Brief: Type out the lines below exactly, pictures excluded.

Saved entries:
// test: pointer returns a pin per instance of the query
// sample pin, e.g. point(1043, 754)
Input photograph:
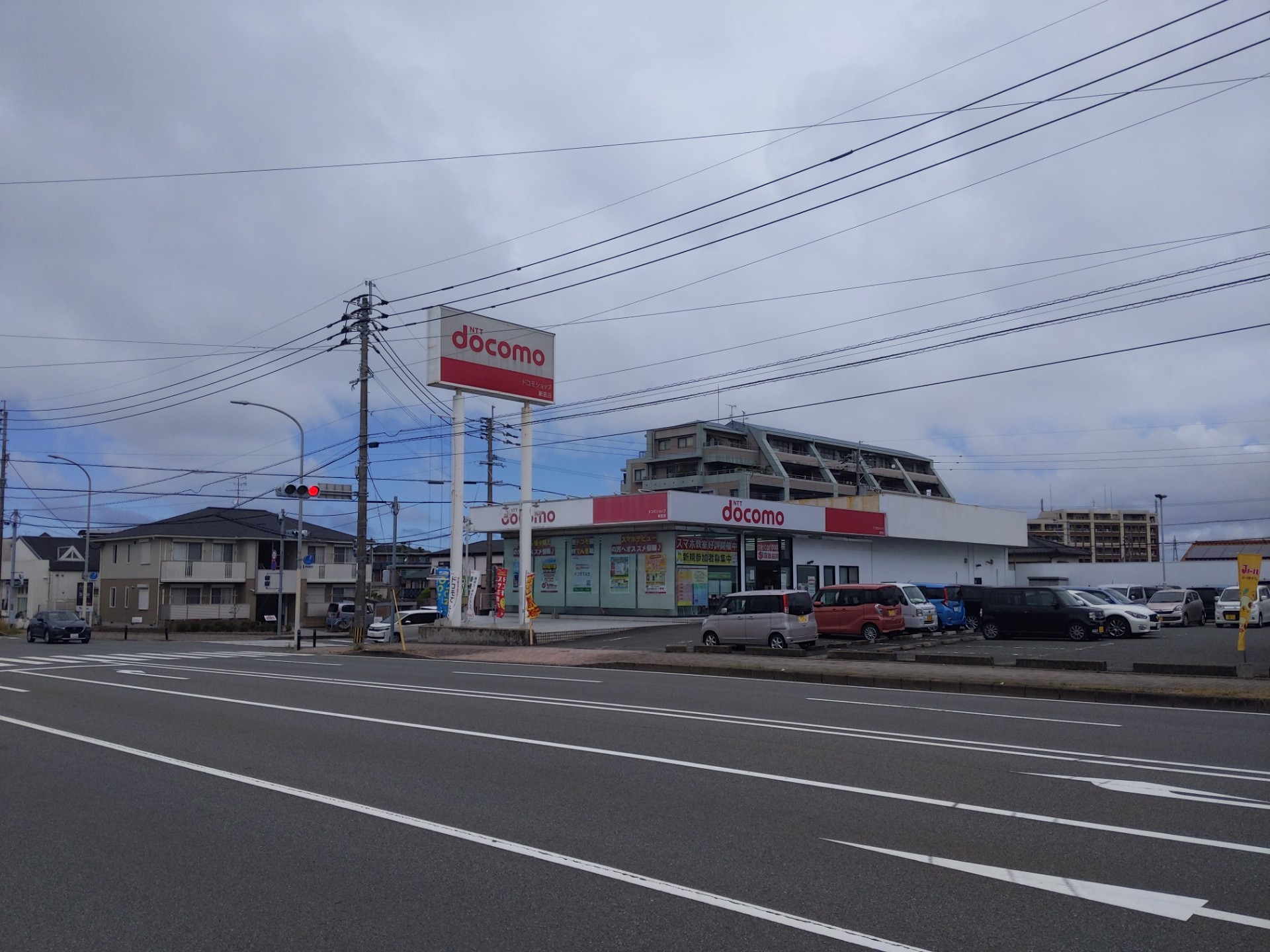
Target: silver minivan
point(774, 619)
point(919, 612)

Written solution:
// test: pointer returns a pin per instance of the query
// sample pin, e.g. point(1043, 754)
Input photograph:
Target: silver minivan
point(774, 619)
point(919, 612)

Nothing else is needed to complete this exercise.